> _Task objective_
Return, in their exact form, the lines that lie between the start of the data below and the line containing "like [(367, 117)].", with both ends included.

> _Extracted material_
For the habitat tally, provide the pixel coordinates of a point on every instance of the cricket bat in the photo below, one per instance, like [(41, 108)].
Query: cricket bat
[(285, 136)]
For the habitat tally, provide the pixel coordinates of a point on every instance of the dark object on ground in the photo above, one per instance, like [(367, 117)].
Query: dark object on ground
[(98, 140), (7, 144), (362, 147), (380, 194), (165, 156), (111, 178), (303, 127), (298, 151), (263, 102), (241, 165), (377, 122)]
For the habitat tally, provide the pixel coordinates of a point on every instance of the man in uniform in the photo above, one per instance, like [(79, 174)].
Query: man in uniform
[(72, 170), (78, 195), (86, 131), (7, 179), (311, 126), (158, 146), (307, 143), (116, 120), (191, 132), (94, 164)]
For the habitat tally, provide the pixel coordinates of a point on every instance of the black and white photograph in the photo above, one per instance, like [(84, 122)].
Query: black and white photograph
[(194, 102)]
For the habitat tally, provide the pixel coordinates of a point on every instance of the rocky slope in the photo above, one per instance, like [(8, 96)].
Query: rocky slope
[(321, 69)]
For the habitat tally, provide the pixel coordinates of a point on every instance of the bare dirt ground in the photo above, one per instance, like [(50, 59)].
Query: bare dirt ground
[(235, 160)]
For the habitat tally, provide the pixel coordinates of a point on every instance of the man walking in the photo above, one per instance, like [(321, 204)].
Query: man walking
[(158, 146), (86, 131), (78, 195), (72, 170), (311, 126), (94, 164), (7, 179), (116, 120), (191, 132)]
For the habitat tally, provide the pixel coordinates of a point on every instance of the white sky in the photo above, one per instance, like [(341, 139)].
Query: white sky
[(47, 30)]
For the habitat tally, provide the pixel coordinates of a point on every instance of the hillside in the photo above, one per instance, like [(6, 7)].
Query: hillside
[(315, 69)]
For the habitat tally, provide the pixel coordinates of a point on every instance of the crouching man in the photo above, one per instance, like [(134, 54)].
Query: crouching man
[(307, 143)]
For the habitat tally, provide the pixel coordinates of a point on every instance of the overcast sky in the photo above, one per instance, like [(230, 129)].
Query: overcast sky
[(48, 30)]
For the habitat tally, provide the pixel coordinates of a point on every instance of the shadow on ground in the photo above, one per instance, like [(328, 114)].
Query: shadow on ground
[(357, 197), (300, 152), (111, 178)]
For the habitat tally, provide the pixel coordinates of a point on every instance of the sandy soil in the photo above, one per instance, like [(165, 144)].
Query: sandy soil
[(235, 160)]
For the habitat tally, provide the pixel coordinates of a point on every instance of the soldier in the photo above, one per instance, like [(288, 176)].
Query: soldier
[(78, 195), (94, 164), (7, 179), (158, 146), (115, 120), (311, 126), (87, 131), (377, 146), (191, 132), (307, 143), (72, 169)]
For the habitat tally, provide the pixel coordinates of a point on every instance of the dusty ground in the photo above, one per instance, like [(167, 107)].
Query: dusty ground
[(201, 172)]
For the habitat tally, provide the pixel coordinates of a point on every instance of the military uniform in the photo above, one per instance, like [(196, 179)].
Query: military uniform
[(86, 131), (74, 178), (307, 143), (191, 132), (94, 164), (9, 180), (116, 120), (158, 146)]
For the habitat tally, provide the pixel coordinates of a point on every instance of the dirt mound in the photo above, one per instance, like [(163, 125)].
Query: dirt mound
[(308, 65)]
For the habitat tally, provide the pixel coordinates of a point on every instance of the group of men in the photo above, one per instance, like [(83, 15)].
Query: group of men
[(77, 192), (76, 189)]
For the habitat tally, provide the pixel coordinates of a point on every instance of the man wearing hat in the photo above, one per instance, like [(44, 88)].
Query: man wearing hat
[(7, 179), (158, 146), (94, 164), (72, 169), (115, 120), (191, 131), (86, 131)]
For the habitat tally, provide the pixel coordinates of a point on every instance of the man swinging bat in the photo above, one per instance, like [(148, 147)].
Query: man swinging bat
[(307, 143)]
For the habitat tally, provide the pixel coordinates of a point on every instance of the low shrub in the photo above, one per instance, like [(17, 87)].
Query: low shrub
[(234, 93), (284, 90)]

> _Exercise result_
For the habitat tally, provide the pixel coordinates of a point on every instance of the cricket bat in the photo below, one per instance, like [(41, 108)].
Query: cricket bat
[(285, 136)]
For the habitat tally, provide the pixel coordinates of a point on every instance of the dark object on ground in the photo above, one per instance, like [(367, 117)].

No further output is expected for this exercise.